__Problem to work on__:
This exercise asks for every line of the material that contains the word "segment".

__Exercise material__:
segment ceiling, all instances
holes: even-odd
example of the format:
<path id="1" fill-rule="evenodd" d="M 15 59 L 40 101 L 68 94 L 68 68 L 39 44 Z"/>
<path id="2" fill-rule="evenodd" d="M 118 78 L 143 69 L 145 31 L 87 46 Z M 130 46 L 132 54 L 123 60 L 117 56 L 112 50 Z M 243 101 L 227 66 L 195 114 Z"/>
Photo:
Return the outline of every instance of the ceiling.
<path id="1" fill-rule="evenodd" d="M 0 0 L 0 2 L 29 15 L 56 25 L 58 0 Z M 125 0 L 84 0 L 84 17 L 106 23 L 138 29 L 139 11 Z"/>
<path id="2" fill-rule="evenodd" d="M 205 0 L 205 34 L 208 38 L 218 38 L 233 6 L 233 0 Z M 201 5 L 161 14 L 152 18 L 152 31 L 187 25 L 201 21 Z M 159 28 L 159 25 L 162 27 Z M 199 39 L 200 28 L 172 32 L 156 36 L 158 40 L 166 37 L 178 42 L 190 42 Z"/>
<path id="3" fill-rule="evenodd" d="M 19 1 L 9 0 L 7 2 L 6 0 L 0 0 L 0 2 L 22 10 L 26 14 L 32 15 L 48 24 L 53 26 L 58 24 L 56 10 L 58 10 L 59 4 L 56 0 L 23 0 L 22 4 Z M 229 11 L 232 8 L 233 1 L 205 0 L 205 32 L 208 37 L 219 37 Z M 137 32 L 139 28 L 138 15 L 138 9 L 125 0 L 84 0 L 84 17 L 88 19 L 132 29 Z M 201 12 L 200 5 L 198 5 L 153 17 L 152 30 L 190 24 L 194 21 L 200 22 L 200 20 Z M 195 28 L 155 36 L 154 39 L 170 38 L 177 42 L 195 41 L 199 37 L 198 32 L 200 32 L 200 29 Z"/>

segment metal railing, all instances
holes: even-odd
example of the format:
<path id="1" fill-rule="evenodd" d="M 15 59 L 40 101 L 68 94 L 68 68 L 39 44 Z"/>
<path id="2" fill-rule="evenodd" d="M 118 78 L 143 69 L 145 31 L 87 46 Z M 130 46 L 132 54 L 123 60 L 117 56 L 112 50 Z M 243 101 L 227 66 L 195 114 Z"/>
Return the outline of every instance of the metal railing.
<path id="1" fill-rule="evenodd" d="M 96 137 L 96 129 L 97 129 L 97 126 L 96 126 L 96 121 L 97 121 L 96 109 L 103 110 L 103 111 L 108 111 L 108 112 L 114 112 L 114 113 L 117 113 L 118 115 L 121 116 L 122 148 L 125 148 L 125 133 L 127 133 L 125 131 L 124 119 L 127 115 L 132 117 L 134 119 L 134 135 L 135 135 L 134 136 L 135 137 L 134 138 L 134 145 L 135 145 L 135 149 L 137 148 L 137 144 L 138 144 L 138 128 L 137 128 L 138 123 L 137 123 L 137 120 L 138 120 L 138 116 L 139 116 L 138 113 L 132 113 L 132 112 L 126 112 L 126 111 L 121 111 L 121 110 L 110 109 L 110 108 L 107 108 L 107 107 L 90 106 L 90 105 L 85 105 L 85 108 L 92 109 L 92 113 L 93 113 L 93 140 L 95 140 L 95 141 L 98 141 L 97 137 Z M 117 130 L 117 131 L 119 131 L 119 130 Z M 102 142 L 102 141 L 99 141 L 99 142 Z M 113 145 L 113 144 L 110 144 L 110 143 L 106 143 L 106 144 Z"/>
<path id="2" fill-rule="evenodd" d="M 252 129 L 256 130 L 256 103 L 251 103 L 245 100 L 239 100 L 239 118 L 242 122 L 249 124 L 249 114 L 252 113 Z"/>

__Answer space__:
segment ceiling, all instances
segment metal railing, all instances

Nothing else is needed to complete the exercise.